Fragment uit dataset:
..............................
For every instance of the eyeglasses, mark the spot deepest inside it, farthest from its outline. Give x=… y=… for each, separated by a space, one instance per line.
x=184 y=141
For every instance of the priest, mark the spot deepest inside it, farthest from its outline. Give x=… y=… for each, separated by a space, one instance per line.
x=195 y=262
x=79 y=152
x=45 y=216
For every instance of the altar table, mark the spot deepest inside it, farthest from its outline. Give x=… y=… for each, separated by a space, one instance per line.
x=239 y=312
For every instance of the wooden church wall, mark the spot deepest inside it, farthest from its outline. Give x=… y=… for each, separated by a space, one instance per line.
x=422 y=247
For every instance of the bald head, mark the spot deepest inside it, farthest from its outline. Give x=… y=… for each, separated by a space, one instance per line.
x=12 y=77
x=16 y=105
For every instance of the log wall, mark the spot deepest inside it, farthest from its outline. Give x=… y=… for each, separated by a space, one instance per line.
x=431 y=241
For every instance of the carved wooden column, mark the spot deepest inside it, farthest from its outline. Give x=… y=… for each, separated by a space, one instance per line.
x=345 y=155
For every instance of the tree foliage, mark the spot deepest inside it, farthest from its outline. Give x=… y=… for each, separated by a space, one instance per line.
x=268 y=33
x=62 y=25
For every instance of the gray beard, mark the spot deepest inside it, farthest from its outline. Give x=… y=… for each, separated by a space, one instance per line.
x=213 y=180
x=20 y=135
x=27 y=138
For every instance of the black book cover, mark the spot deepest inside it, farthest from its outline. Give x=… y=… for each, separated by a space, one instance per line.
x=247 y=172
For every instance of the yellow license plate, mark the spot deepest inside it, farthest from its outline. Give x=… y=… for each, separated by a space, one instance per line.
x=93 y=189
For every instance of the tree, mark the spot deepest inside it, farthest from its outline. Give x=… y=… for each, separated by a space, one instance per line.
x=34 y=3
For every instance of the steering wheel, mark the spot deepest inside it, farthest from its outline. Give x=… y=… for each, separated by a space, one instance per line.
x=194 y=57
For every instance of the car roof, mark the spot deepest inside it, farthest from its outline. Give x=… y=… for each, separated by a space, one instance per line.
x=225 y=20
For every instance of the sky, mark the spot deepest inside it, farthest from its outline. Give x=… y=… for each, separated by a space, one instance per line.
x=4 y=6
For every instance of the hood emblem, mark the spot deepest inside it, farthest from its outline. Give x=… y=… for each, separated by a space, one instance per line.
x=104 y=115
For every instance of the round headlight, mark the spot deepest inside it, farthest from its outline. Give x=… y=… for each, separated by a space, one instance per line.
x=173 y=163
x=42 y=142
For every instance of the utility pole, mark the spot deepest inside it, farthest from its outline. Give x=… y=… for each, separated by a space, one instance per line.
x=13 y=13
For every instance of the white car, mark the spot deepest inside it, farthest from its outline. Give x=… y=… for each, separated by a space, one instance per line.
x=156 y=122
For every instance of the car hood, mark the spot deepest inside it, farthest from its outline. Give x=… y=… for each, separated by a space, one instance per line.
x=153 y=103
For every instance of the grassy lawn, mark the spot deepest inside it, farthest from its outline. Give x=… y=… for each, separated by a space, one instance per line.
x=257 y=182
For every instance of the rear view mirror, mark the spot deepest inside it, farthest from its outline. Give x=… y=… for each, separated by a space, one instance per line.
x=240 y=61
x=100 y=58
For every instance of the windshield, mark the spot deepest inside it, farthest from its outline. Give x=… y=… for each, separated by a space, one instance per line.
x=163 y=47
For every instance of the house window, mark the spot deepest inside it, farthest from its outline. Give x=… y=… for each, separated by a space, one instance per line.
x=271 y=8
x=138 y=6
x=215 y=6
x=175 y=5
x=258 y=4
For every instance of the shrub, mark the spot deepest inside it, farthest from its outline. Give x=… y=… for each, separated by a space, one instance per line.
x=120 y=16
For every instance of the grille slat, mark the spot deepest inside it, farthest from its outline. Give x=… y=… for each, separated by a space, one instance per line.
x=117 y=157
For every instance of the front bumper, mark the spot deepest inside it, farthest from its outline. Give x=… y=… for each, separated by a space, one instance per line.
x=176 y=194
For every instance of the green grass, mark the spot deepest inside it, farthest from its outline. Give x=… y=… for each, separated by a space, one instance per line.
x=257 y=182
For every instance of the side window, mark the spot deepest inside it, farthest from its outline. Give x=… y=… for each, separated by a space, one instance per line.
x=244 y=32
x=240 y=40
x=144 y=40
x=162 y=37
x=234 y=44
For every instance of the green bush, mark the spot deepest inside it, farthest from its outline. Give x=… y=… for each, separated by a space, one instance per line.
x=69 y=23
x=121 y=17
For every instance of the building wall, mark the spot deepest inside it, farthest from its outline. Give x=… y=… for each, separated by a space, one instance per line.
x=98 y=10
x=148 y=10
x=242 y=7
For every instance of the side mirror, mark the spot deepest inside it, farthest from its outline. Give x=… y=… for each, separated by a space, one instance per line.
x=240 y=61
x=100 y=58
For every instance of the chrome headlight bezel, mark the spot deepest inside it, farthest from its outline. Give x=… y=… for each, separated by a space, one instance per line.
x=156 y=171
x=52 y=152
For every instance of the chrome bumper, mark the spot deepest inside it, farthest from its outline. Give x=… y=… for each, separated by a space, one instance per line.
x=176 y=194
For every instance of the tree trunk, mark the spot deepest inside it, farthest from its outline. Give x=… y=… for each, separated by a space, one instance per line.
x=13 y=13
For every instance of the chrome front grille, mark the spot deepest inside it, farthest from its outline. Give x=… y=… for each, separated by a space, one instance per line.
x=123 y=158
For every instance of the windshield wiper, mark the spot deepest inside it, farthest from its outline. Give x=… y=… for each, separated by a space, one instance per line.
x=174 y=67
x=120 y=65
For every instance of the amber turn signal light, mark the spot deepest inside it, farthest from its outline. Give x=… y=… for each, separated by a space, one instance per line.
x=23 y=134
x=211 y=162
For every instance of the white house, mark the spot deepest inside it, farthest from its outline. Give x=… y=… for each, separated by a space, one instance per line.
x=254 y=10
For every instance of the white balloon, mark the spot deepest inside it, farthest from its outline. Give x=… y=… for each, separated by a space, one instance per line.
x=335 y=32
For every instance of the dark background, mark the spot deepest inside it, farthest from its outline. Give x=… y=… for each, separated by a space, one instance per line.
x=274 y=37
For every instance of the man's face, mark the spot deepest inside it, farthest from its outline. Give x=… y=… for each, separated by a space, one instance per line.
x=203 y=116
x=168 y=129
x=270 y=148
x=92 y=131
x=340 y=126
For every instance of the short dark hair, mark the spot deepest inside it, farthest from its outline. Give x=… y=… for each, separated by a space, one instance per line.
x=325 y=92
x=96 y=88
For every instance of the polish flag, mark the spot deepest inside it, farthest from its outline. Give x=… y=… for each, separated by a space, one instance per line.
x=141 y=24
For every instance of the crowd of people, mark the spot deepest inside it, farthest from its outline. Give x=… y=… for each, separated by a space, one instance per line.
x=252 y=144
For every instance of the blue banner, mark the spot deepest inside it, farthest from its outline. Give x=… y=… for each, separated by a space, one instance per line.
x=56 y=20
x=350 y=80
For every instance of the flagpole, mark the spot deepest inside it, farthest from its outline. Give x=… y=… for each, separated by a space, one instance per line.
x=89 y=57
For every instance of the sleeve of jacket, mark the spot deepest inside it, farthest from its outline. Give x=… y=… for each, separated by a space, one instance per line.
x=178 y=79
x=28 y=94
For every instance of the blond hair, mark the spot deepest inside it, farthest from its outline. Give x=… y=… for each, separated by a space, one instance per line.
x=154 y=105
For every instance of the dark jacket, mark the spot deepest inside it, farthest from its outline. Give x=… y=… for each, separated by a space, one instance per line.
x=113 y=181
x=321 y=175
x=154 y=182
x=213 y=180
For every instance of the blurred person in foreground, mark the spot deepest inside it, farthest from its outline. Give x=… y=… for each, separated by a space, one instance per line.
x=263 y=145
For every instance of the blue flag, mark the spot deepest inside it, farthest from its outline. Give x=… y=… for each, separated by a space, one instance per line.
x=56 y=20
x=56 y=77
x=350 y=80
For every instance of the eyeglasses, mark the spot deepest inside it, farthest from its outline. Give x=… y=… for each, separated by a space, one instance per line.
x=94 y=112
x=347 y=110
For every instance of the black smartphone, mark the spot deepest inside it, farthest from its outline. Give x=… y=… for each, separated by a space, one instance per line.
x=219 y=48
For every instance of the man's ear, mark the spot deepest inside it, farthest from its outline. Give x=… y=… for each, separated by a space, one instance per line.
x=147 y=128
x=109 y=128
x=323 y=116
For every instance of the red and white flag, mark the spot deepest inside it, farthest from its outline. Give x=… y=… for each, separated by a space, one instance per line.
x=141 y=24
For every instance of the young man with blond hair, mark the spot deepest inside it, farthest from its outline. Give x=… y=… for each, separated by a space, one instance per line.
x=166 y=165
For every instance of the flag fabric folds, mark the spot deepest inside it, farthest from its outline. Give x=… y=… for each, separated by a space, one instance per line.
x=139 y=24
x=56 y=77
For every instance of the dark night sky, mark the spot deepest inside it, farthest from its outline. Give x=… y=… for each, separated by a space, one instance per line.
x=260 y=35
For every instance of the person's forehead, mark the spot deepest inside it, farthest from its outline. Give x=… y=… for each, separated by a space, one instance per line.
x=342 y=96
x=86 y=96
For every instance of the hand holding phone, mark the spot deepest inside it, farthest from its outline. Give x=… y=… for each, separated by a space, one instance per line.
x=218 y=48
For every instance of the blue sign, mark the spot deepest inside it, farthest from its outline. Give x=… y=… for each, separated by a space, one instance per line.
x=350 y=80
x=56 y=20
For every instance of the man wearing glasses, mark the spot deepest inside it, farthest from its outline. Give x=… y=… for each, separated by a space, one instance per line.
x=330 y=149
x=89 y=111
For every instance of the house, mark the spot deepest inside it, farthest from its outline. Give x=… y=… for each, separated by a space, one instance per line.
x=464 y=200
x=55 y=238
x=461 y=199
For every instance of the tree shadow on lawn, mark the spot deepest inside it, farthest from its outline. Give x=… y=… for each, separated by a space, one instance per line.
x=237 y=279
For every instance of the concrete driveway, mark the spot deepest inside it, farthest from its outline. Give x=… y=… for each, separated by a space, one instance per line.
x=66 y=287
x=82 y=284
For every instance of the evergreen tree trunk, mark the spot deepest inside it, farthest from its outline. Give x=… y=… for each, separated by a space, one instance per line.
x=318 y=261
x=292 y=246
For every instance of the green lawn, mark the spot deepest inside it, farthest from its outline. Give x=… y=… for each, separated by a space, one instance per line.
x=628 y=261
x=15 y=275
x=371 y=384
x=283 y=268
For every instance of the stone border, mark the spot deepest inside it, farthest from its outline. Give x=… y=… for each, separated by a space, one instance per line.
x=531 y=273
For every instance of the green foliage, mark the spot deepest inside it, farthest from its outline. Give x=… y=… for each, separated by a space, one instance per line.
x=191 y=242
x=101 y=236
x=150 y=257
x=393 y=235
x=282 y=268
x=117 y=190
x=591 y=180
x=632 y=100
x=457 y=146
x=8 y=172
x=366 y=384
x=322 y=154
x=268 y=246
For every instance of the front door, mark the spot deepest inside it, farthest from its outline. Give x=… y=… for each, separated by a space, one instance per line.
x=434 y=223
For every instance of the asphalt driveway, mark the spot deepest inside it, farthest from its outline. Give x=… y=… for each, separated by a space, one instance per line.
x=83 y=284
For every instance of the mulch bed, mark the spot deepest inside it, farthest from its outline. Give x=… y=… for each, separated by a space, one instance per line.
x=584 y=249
..............................
# Gevraagde taak
Zet de vermeldingen van de regel met "For every instance of the man wearing" tot en met de regel met "x=237 y=279" om naar een CSV met twee kolommen, prompt en antwoord, met één rij per vermelding. Zet de tekst en het bijbehorende antwoord elk in één veld tussen aanhalingstekens, met regeleinden vervangen door spaties.

# Oplossing
prompt,antwoord
"For every instance of the man wearing glasses, mark the spot deepest inside it, farthest from its outline. Give x=… y=… for each, separated by a space, one instance per line.","x=330 y=149 x=89 y=111"
"For every instance of the house, mark the spot deepest inside it, farthest from its outline. Give x=… y=… for each, separated by a space, one instance per line.","x=464 y=200 x=55 y=238 x=461 y=199"
"For every instance of the tree shadow on lawn, mark the spot deepest inside it, farthest from its outline. Give x=… y=… for each, separated by a space, one instance per line.","x=237 y=279"